→ Given task: Turn each line of the records below into a string in a single JSON list, leaving out any blank lines.

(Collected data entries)
^^^^
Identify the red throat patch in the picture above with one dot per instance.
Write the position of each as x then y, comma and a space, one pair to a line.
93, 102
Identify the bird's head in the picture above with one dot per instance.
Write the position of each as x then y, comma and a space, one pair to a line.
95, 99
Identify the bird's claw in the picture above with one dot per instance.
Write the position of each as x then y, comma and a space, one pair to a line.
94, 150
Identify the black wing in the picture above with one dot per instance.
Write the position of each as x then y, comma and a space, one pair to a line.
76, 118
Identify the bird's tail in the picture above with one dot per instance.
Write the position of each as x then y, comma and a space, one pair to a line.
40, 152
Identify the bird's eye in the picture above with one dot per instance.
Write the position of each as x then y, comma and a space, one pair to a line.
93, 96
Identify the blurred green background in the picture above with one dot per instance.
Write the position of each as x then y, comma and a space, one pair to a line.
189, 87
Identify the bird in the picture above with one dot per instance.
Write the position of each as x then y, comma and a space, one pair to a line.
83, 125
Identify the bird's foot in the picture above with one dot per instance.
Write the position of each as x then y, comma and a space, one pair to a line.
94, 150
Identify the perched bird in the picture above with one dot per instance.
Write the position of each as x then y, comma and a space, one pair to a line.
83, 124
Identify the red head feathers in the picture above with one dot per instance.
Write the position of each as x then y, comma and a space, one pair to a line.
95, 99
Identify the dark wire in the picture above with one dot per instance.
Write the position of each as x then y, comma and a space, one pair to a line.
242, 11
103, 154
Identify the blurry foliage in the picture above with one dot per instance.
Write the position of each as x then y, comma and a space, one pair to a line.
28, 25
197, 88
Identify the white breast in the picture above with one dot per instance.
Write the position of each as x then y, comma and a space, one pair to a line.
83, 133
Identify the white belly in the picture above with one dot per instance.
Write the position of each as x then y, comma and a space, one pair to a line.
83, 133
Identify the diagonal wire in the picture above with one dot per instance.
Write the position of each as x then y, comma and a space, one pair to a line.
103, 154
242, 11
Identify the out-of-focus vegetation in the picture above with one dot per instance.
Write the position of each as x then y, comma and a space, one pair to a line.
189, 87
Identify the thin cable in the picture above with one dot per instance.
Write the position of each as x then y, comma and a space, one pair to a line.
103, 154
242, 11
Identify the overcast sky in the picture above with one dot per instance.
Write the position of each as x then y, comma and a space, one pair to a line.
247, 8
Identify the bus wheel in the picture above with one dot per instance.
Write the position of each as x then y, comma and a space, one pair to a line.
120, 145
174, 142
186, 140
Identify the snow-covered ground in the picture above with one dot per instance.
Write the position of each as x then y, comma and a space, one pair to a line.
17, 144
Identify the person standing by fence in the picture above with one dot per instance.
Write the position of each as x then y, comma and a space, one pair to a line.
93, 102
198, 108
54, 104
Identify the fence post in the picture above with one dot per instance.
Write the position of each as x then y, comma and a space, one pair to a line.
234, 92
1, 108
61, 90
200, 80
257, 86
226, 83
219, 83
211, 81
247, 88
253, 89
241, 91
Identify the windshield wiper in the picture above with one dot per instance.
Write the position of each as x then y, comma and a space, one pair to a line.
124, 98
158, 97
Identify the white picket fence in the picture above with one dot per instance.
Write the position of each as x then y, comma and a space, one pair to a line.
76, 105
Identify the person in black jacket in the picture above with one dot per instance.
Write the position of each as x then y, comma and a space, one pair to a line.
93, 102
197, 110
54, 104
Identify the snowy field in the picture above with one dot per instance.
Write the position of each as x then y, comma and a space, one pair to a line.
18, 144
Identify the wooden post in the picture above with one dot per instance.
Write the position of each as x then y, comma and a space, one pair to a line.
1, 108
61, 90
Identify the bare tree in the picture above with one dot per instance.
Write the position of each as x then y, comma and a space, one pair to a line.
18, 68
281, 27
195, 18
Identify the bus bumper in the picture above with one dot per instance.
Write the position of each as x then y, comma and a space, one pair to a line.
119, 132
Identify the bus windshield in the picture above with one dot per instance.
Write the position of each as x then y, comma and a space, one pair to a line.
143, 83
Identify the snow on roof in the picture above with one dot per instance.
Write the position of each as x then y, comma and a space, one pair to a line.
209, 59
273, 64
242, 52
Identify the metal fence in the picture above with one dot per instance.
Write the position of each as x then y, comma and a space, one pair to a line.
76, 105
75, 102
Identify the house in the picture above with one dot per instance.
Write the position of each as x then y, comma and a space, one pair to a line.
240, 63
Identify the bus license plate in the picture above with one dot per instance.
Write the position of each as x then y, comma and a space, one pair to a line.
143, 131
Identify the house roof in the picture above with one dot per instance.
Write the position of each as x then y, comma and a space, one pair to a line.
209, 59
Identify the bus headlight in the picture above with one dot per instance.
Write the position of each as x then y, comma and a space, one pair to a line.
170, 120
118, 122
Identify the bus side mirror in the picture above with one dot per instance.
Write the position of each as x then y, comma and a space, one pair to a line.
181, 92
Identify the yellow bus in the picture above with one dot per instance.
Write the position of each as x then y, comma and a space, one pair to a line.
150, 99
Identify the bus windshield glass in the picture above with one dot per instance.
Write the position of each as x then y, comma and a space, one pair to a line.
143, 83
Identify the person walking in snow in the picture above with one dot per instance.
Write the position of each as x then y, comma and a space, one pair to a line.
^^^^
→ Result for this exercise:
[
  "Identify the red throat patch in the picture above with one dot per instance.",
  "Write the position of each as x then y, comma and a space, one pair to a line.",
  "93, 102",
  "Identify the bird's head in the picture above with one dot per instance.",
  "Write the position of each as x then y, comma and a space, one pair to a line.",
  "95, 99",
  "Identify the bird's claw in the picture above with one dot per instance.",
  "Write the position of each as x then y, comma and a space, one pair to a line.",
  "94, 150",
  "Identify the black wing in the picture above with one dot per instance.",
  "Write the position of each as x then y, comma and a space, one pair to a line.",
  "76, 118",
  "Identify the bird's tail in the picture above with one dot per instance.",
  "Write the position of each as x then y, comma and a space, one pair to a line.",
  "40, 152",
  "Identify the bird's eye in the picture above with one dot per instance.",
  "Write the position of each as x then y, comma and a space, one pair to a line.",
  "93, 96",
  "Identify the blurred green background in the picture above with one dot per instance.",
  "Write the position of each as x then y, comma and a space, one pair to a line.",
  "189, 87",
  "Identify the bird in the picture above with one dot per instance.",
  "Write the position of each as x then y, comma and a space, one pair to a line.",
  "83, 125",
  "Identify the bird's foot in the picture above with one dot per instance.",
  "Write the position of each as x then y, comma and a space, one pair to a line.",
  "94, 150",
  "Identify the perched bird in the picture above with one dot per instance.",
  "Write the position of each as x then y, comma and a space, one pair to a line.",
  "83, 124",
  "Identify the red head feathers in the picture above with one dot per instance.",
  "Write the position of each as x then y, comma and a space, one pair to a line.",
  "95, 99",
  "Identify the dark wire in the picture above with one dot per instance.",
  "Write the position of each as x then y, comma and a space, one pair to a line.",
  "242, 11",
  "103, 154",
  "Identify the blurry foliage in the picture above with one dot per instance.",
  "Write the position of each as x then y, comma and a space, one pair to a line.",
  "28, 25",
  "197, 88",
  "Identify the white breast in the picture above with one dot per instance.",
  "Write the position of each as x then y, comma and a space, one pair to a line.",
  "83, 133",
  "Identify the white belly in the picture above with one dot per instance.",
  "Write the position of each as x then y, comma and a space, one pair to a line.",
  "83, 133",
  "Identify the diagonal wire in the picture above with one dot per instance.",
  "Write the position of each as x then y, comma and a space, one pair to a line.",
  "103, 154",
  "242, 11",
  "Identify the out-of-focus vegetation in the picture above with one dot per instance.",
  "Write the position of each as x then y, comma and a space, one pair to a line.",
  "189, 87",
  "Identify the thin cable in the picture above with one dot per instance.",
  "Write the position of each as x then y, comma and a space, one pair to a line.",
  "103, 154",
  "242, 11",
  "Identify the overcast sky in the picture above with one dot per instance.",
  "Write the position of each as x then y, comma and a space, one pair to a line.",
  "247, 8",
  "Identify the bus wheel in the picture above with one dot per instance.",
  "Write the position of each as x then y, comma and a space, one pair to a line.",
  "120, 145",
  "174, 142",
  "186, 140",
  "Identify the snow-covered ground in the picture above with one dot per instance.",
  "Write the position of each as x then y, comma and a space, one pair to a line.",
  "17, 144",
  "Identify the person standing by fence in the picture above with one dot per instance.",
  "Write the position of each as x then y, comma and a space, one pair to a line.",
  "93, 102",
  "198, 108",
  "54, 104",
  "Identify the fence post in the picture above with one dot per instance.",
  "Write the position of each as x then y, comma and a space, one pair to a line.",
  "234, 92",
  "1, 108",
  "61, 90",
  "200, 80",
  "257, 86",
  "226, 83",
  "219, 83",
  "211, 81",
  "247, 88",
  "253, 89",
  "241, 91",
  "Identify the windshield wiper in the picture above with one dot per instance.",
  "Write the position of each as x then y, comma and a space, one pair to a line.",
  "124, 98",
  "158, 97",
  "Identify the white picket fence in the picture above with one dot per instance.",
  "Write the position of each as x then y, comma and a space, one pair to a line.",
  "76, 105",
  "Identify the person in black jacket in the picture above with one dot per instance.",
  "Write the position of each as x then y, comma and a space, one pair to a line.",
  "93, 102",
  "197, 110",
  "54, 104",
  "Identify the snowy field in the picture above with one dot per instance.",
  "Write the position of each as x then y, comma and a space, one pair to a line.",
  "18, 144",
  "Identify the wooden post in the picture above with one dot per instance.",
  "Write the position of each as x then y, comma and a space, one pair to a line.",
  "1, 108",
  "61, 90",
  "Identify the bare tree in the picture above with one dot per instance.",
  "Write the position of each as x then y, comma and a space, one pair to a line.",
  "18, 68",
  "281, 27",
  "195, 18",
  "Identify the bus bumper in the picture above with one dot per instance.",
  "Write the position of each as x then y, comma and a space, one pair to a line.",
  "119, 132",
  "Identify the bus windshield in the picture above with one dot per instance.",
  "Write the position of each as x then y, comma and a space, one pair to a line.",
  "143, 83",
  "Identify the snow on roof in the picture above with one dot per instance.",
  "Write the position of each as x then y, comma and a space, one pair to a line.",
  "209, 59",
  "273, 64",
  "242, 52",
  "Identify the metal fence in the picture above with one dot per instance.",
  "Write the position of each as x then y, comma and a space, one pair to a line.",
  "76, 105",
  "75, 102",
  "Identify the house in the picture above with one dot per instance.",
  "Write the position of each as x then y, comma and a space, one pair to a line.",
  "240, 63",
  "Identify the bus license plate in the picture above with one dot per instance.",
  "Write the position of each as x then y, comma and a space, one pair to a line.",
  "143, 131",
  "Identify the house roof in the picture above with one dot per instance.",
  "Write the position of each as x then y, comma and a space, one pair to a line.",
  "209, 59",
  "Identify the bus headlight in the picture above with one dot per instance.",
  "Write the position of each as x then y, comma and a space, one pair to a line.",
  "170, 120",
  "118, 122",
  "Identify the bus side mirror in the picture above with one dot per instance.",
  "Write the position of each as x then y, comma and a space, one pair to a line.",
  "181, 92",
  "Identify the yellow bus in the picture above with one dot per instance.",
  "Write the position of each as x then y, comma and a space, one pair to a line.",
  "150, 99",
  "Identify the bus windshield glass in the picture above with one dot per instance.",
  "Write the position of each as x then y, comma and a space, one pair to a line.",
  "143, 83",
  "Identify the person walking in snow in the picture above with one dot per instance.",
  "Write the position of each as x then y, comma and a space, one pair to a line."
]